Work to complete: Output all of the entries exactly as written.

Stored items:
"""

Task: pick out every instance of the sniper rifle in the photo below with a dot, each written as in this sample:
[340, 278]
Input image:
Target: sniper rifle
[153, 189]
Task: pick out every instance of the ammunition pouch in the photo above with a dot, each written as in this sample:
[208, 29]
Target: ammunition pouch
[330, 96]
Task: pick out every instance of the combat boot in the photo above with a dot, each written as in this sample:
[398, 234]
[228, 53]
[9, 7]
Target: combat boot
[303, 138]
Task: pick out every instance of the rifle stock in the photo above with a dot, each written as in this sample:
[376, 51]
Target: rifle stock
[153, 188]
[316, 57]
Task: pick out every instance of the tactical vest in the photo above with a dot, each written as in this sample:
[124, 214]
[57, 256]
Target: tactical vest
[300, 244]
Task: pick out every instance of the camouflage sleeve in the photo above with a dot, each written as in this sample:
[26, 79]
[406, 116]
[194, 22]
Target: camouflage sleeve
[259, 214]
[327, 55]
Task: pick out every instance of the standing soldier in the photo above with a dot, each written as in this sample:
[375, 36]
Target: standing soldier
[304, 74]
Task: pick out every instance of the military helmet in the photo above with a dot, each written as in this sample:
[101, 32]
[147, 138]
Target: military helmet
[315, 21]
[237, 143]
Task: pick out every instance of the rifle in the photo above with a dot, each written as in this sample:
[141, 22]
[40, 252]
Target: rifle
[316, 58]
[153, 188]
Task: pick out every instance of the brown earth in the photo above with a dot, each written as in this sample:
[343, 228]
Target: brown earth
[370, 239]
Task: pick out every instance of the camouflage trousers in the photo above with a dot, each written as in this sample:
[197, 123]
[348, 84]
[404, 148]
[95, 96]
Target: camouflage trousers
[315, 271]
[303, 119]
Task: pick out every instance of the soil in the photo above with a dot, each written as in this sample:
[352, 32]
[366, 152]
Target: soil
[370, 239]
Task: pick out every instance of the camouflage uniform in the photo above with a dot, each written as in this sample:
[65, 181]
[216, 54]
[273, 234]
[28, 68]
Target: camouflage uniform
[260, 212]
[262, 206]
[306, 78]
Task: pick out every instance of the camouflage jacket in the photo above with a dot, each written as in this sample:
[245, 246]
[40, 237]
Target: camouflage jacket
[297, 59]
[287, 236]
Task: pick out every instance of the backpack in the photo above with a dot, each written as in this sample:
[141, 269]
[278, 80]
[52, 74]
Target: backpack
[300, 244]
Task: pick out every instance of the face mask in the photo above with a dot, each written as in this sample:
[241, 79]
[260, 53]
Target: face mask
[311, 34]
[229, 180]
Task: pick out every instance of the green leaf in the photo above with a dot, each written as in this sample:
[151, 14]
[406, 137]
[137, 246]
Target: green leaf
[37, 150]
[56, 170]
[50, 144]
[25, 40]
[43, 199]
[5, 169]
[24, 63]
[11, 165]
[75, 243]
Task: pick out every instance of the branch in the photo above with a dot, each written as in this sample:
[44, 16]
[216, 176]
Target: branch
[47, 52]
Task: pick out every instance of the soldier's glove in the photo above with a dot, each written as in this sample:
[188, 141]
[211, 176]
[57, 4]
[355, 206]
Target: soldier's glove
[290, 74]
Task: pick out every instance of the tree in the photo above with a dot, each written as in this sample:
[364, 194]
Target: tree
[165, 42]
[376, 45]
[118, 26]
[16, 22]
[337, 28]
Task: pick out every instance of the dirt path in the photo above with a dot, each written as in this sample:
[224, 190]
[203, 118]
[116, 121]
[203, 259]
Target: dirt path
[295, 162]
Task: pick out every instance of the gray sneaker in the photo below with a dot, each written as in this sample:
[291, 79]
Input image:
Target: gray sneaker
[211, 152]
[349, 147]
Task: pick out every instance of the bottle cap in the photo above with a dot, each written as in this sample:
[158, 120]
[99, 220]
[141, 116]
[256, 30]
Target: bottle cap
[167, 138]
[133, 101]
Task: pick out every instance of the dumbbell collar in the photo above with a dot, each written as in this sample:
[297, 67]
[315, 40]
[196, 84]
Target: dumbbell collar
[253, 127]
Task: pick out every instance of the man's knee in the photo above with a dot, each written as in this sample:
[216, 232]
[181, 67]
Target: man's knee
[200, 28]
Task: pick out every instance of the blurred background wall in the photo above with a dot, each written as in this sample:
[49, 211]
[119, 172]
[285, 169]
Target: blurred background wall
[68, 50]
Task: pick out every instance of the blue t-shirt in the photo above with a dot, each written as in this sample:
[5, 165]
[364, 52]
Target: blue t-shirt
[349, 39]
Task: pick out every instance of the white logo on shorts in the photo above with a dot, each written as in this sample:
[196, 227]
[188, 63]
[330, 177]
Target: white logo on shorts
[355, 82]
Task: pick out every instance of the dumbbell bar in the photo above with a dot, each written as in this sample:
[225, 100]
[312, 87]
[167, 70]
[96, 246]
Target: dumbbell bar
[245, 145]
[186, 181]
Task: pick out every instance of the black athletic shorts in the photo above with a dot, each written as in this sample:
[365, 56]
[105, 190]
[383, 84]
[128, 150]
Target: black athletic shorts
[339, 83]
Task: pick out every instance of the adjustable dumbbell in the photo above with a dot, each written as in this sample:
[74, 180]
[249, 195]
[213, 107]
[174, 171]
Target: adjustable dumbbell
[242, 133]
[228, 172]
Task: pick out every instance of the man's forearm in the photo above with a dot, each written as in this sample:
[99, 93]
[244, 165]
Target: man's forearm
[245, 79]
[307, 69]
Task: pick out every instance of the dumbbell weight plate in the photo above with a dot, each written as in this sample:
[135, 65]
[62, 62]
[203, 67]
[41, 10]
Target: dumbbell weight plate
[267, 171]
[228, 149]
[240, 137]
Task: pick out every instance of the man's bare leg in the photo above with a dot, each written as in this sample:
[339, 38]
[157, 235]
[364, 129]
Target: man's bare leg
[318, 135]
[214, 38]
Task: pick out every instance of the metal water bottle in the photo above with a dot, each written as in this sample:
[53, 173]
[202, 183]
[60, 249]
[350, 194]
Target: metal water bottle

"""

Exercise result:
Task: pick out every instance of the sniper rifle in the photo below with a dot, each written as in this sample:
[340, 278]
Input image:
Target: sniper rifle
[153, 189]
Task: pick out every instance of the ammunition pouch in the photo above with a dot, each written as in this sample:
[208, 29]
Target: ammunition pouch
[330, 96]
Task: pick out every instance of the combat boot in the photo above with a dot, each written as in this sample:
[398, 234]
[228, 53]
[9, 7]
Target: combat boot
[303, 138]
Task: pick out every instance of the rifle stock in the photo above with a dot, each written as in this sample:
[376, 51]
Target: rifle stock
[153, 188]
[316, 57]
Task: pick out every instance of the tactical vest in the photo above with a dot, each written as in this sample:
[124, 214]
[57, 256]
Target: tactical vest
[300, 244]
Task: pick out every instance of the camouflage sleeve in the photo above with a dot, each written as in this sample:
[26, 79]
[406, 116]
[194, 22]
Target: camouflage sleeve
[259, 214]
[327, 55]
Task: pick out every instance of the standing soldier in the photo above with a dot, each written as in this sample:
[375, 36]
Target: standing soldier
[304, 74]
Task: pick out every instance of the military helmet in the photo above with a dot, each written as in this sample:
[101, 32]
[147, 138]
Target: military helmet
[315, 21]
[237, 143]
Task: pick out every instance of the rifle in the photo above with a dot, each written as in this sample:
[141, 22]
[40, 252]
Target: rifle
[316, 58]
[153, 188]
Task: pick out every instance of the brown earth in the photo above with a dot, each written as in this sample:
[343, 228]
Target: brown earth
[370, 239]
Task: pick out every instance of the camouflage trousers in the photo above with a dot, each written as in this sample:
[197, 123]
[348, 84]
[404, 148]
[95, 96]
Target: camouflage trousers
[315, 271]
[303, 119]
Task: pick out every instance of the soil in the photo above with a dot, each written as in this sample:
[352, 32]
[366, 152]
Target: soil
[370, 239]
Task: pick out every instance of the camouflage uniform in the photo above with a dot, each written as in this sample:
[65, 181]
[216, 54]
[273, 234]
[28, 68]
Target: camouflage uniform
[260, 212]
[262, 206]
[306, 78]
Task: pick out every instance of the camouflage jacket in the photo above with a dot, each written as in this sample:
[245, 246]
[40, 237]
Target: camouflage jacket
[297, 59]
[287, 236]
Task: pick out every instance of the backpack in the photo above with a dot, each written as in this sample:
[141, 269]
[278, 80]
[52, 74]
Target: backpack
[300, 244]
Task: pick out every instance of the face mask in the photo above with a dot, each written as in this sample:
[241, 79]
[260, 53]
Target: face mask
[311, 34]
[229, 180]
Task: pick out every instance of the green leaf in the photo above with a dot, each written as in this sample:
[151, 14]
[406, 137]
[137, 246]
Target: green leaf
[37, 150]
[56, 170]
[50, 144]
[25, 40]
[43, 199]
[5, 169]
[24, 63]
[11, 165]
[75, 243]
Task: pick out every instance of the branch in the photo above with a dot, each written as in this sample:
[44, 16]
[216, 176]
Target: branch
[47, 52]
Task: pick out every instance of the soldier's glove in the photo above with a dot, each written as in this sample:
[188, 141]
[211, 176]
[57, 4]
[355, 206]
Target: soldier's glove
[290, 74]
Task: pick out every instance of the tree in the photo above with a dot, each written as in this sample:
[364, 194]
Target: tree
[165, 42]
[376, 45]
[118, 26]
[16, 22]
[337, 28]
Task: pick out every instance of the dirt path in the photo above with a dot, each written as in this sample:
[224, 190]
[203, 118]
[116, 121]
[203, 259]
Target: dirt path
[295, 162]
Task: pick out every instance of the gray sneaker in the photo below with a dot, each written as in this sample:
[291, 79]
Input image:
Target: gray sneaker
[211, 152]
[349, 147]
Task: pick out every instance of the bottle cap in the photo above with a dot, each written as in this sample:
[158, 120]
[99, 220]
[141, 116]
[256, 30]
Target: bottle cap
[167, 138]
[133, 101]
Task: pick out every instance of the dumbbell collar in the photo above with a dot, each written as in this sample:
[297, 67]
[315, 40]
[196, 84]
Target: dumbbell collar
[253, 127]
Task: pick out every instance of the man's knee in the photo above with a dot, each written as in this sample:
[216, 232]
[181, 67]
Target: man's knee
[200, 28]
Task: pick out every instance of the blurred background wall in the photo above with a dot, each written as in this sample:
[49, 211]
[119, 172]
[285, 169]
Target: blurred background wall
[68, 50]
Task: pick out every instance of the blue t-shirt in the photo above with a dot, each written as in this sample:
[5, 165]
[364, 52]
Target: blue t-shirt
[349, 39]
Task: pick out every instance of the white logo on shorts in the photo above with a dot, each written as in this sample:
[196, 227]
[188, 63]
[330, 177]
Target: white logo on shorts
[355, 82]
Task: pick out every instance of the dumbbell bar in the photo above with a dot, each written as in this sample:
[225, 100]
[312, 87]
[167, 70]
[96, 246]
Target: dumbbell bar
[245, 145]
[186, 181]
Task: pick out every instance of the black athletic shorts in the photo above with a dot, each written as in this sample:
[365, 56]
[105, 190]
[383, 84]
[128, 150]
Target: black athletic shorts
[339, 83]
Task: pick out every instance of the adjustable dumbbell in the photo above with a dot, each written as in this sample:
[74, 180]
[249, 195]
[213, 107]
[174, 171]
Target: adjustable dumbbell
[242, 133]
[228, 172]
Task: pick out every instance of the man's forearm in the photo above with a dot, each written as in this sample:
[99, 93]
[244, 165]
Target: man's forearm
[245, 79]
[307, 69]
Task: pick out every instance of the dumbbell weight plate in the photo above with a dot, each written as in this sample:
[135, 65]
[62, 62]
[203, 67]
[41, 10]
Target: dumbbell weight plate
[267, 171]
[228, 149]
[240, 137]
Task: pick out every instance of the man's bare leg in the photo above with a dot, each written as in this sample:
[339, 38]
[157, 235]
[364, 129]
Target: man's bare leg
[318, 135]
[214, 38]
Task: pick out every instance of the metal water bottle in the photo above with a dot, each written as in this sample:
[53, 173]
[202, 183]
[60, 249]
[350, 194]
Target: metal water bottle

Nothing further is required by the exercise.